##### Quoted passage #####

After a good shower we are ready for what will be one of our best dinners. Salade perche is composed of Norman cheese, ham and salad greens. Black pudding souffle with baked apple is G's starter. Pork cooked in a sweet sauce with apples is very nice as is the apple tart covered in calvados then set alight. I have the equally filling blinis with apples and various homemade ice creams. A good 1997 Cotes de Blaye wine completes the meal.
An easterly wind at 25mph is not welcome as we are heading east today. The best buffet breakfast of the trip is consumed before we head out at 8:30. This is the first day back at school and we are on the main B road out of Mortagne. However, we only see 8 cars between 8:30 and 9:00 and only 15 cars by the time we reach Longny. Plus the road has a nice smooth surface (unlike the previous day). There are lots of hills until we reach the Eure-et-Loir department, but the gradients are fine and we go through some attractive forests. In one of them, at the top of a hill, we come across a cycle club from the Perche region. We pass them but I keep thinking they will catch us up, especially as we have a natural break (Tour de France euphemism!). However, it takes some time before two of them finally catch up with us, just before they turn off, and ask us where we are going, how far we are going, etc. It is good practice for my French as the conversation is about something other than food!

#####

Job 1 >>
In the cycling trip account, what does G have as a starter at dinner?
Job 2 >>
Resume the cycling trip account from its final sentence and write the next part of the day's ride.
The data placed after this text is not needed.

##### Extracted entries #####

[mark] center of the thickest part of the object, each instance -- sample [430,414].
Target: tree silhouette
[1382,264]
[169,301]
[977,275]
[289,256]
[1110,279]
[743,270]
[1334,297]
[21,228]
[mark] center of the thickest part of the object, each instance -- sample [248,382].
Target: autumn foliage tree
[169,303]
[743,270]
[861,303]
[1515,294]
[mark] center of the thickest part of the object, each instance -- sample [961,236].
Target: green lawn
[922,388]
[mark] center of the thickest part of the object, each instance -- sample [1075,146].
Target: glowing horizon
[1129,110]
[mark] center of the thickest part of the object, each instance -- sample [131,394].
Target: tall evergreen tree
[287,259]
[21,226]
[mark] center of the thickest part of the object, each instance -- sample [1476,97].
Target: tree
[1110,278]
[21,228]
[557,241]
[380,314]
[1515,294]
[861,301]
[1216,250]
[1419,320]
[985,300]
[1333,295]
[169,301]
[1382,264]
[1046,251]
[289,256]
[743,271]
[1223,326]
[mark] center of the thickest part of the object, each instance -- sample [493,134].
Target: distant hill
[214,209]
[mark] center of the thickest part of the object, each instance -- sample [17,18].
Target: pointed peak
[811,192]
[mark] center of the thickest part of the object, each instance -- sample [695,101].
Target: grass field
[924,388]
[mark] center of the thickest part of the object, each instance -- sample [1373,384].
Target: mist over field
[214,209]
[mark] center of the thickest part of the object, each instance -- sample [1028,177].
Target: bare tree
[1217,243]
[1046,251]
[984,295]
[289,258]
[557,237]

#####
##### Extracted entries #####

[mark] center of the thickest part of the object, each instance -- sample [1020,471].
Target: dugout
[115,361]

#####
##### Extracted entries #####

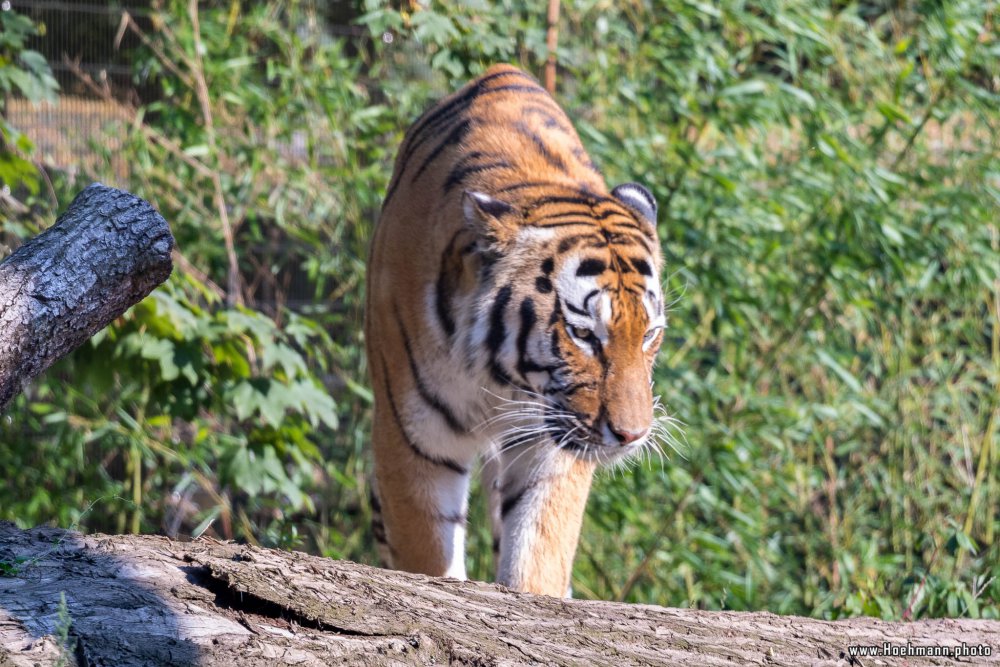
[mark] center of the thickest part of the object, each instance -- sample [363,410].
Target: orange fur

#####

Exercise result 1 >>
G's starter is black pudding souffle with baked apple.

Exercise result 2 >>
Soon afterward, we are crossing the Beauce plain for the second time (last time we were going to Chartres, which is only 20 kilometres away at one point) and once again a very strong wind is against us. The road surface becomes rough and the numerous rape fields become a bit dull. But soon we are in the Yvelines region and the landscape becomes more varied. We enter the Rambouillet forest just as a very large cycle club passes us over a 20 minute period (i.e. in total six considerable packs of riders going at different speeds, more or less divided by age). They are colourful as well as friendly.
In the forest we get onto a path which reminds me of the Landes. The path ends at the D936, which is the first busy road we have seen all day. The protected bike lane makes it a very easy entry into this small town. The hotel is just a few hundred yards from the end of the path. The Saint Charles (rue de Groussay) is a modern motel but the rooms are a good size and quiet so it is fine. We have a view of the barracks which are there to protect the many Heads of State who visit this "summer home" of the President. We walk past the chateau on our way to La Poste restaurant (having found the Le Cheval Rouge - Bottin Gourmand - closed).
Salad is followed by "two fish in a sauce" while G has a lamb dish with aubergine and a large potato casserole. The town reminds us of an English cathedral town with its extremes of wealth and poverty. Lots of very nice food shops interspersed with pubs where alcoholics are more visible than usual. We are fairly close to Paris.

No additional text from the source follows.